═══ Supplied passage ═══
OK, just because default housekeeping_mask is cpu_possible_mask.
>
> > + /*
> > + * Userspace can't change managed irq's affinity, make sure that
> > + * isolated CPU won't be selected as the effective CPU if this
> > + * irq's affinity includes at least one housekeeping CPU.
> > + *
> > + * This way guarantees that isolated CPU won't be interrupted if
> > + * IO isn't submitted from isolated CPU.
>
> This comment is more confusing than helpful. What about:
>
> /*
> * If this is a managed interrupt check whether the requested
> * affinity mask intersects with a housekeeping CPU. If so, then
> * remove the isolated CPUs from the mask and just keep the
> * housekeeping CPU(s). This prevents the affinity setter from
> * routing the interrupt to an isolated CPU to avoid that I/O
> * submitted from a housekeeping CPU causes interrupts on an
> * isolated one.
> *
> * If the masks do not intersect then keep the requested mask.
> * The isolated target CPUs are only receiving interrupts
> * when the I/O operation was submitted directly from them.
> */
>
> Or something to that effect. Hmm?
═══ Dataset section ═══
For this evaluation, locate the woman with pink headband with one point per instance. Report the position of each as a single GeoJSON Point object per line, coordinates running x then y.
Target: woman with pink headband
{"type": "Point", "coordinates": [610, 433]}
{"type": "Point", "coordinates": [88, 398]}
═══
What this exercise asks:
• A. In the interrupt affinity thread, what is the default housekeeping_mask?
• B. Transcribe the part of the interrupt affinity thread that begins at the words "OK, just because" and stops after "from isolated CPU.".

Replies:
• A. cpu_possible_mask

• B.
OK, just because default housekeeping_mask is cpu_possible_mask.
>
> > + /*
> > + * Userspace can't change managed irq's affinity, make sure that
> > + * isolated CPU won't be selected as the effective CPU if this
> > + * irq's affinity includes at least one housekeeping CPU.
> > + *
> > + * This way guarantees that isolated CPU won't be interrupted if
> > + * IO isn't submitted from isolated CPU.